JOBS:
A: Reproduce the stretch from "The autobiographer has" through "leading to death." in the review passage on autobiography and the Narcissus myth, word for word.
B: Carry on the review passage on autobiography and the Narcissus myth from the point where it stops.

EXCERPT PROVIDED:
---+---

Jolly Lad, John Doran (Strange Attractor, 2015)
An Encyclopadeia of Myself, Jonathan Meades (Fourth Estate, 2015)
The autobiographer has something in common with Narcissus although not if the comparison only reduces the writer to being an egoist in love with the story of his own life. Before Narcissus sees himself in a pool he is ardently solicited by the nymph Echo but he rejects her advances and she wastes away in grief until only her voice lives on. When, later, Narcissus sees himself reflected in the water his anguish, like Echo’s, resides in not being able to embrace what is so dearly desired. He dips his arms in the water, reaching for the neck he sees, but cannot touch for himself. Consumed by his own grief, Narcissus dies and mourners find only a flower by the water’s edge. It’s a potently suggestive myth, inlaid with parallels: repetition as representation – verbal in one case, visual in the other; yearning for something out of reach; failure to reciprocate desire leading to death.

---+---

LISTED RECORDS:
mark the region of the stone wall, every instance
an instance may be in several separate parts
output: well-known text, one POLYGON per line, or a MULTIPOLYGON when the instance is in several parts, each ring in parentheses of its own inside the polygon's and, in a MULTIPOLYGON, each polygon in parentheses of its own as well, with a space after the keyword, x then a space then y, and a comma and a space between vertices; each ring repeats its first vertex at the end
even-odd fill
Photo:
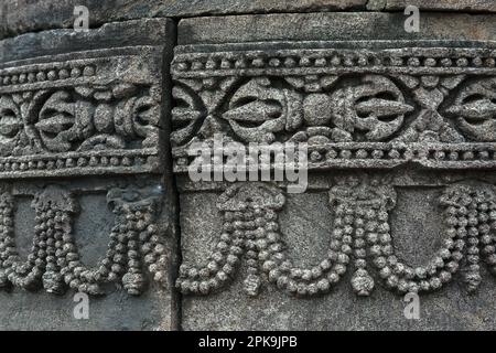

---+---

THE ANSWERS:
A:
The autobiographer has something in common with Narcissus although not if the comparison only reduces the writer to being an egoist in love with the story of his own life. Before Narcissus sees himself in a pool he is ardently solicited by the nymph Echo but he rejects her advances and she wastes away in grief until only her voice lives on. When, later, Narcissus sees himself reflected in the water his anguish, like Echo’s, resides in not being able to embrace what is so dearly desired. He dips his arms in the water, reaching for the neck he sees, but cannot touch for himself. Consumed by his own grief, Narcissus dies and mourners find only a flower by the water’s edge. It’s a potently suggestive myth, inlaid with parallels: repetition as representation – verbal in one case, visual in the other; yearning for something out of reach; failure to reciprocate desire leading to death.

B:
Unlike the autobiographer who will be worth reading, Narcissus fails to register a difference between his present self and an image that would represent him. What he sees is not his own self but an other that reflects his self; he speaks and sees his lips moving in the water but the image doesn’t speak to him although it is a visible and spatial repetition of his voice. Like a letter without an address, his desire returns undelivered to its sender. Derrida’s opposition that pits a writing that is always deceased and deficient against the full presence of the living voice, the script versus the body, is part of the constellation that makes up the author as a selfhood presenting itself. Writing your own life retrospectively attempts to create the self’s authentic voice but, like the image Narcissus beholds in the clear water of the pool, it cannot provide what is being sought. In Ovid’s Metamorphoses, the narrator addresses Narcissus: ‘What you seek is nowhere; but turn yourself away, and the object of your love will be no more. That which you behold is but the shadow of a reflected form and has no substance of its own.’ Autobiographies can be calibrated according to their degree of success in acknowledging the inherent failure in trying to reach what has passed, as if an echo could somehow be the real thing. As the White Queen paradoxically observes, ‘It’s a poor sort of memory that only works backwards’. John Doran in Jolly Lad has a knotty problem that compounds this immanent impasse: can he bear to look at his previous existence? He writes of a ghastly past that he desperately needs to leave behind but achieving this entails asking himself what kind of self will take its place.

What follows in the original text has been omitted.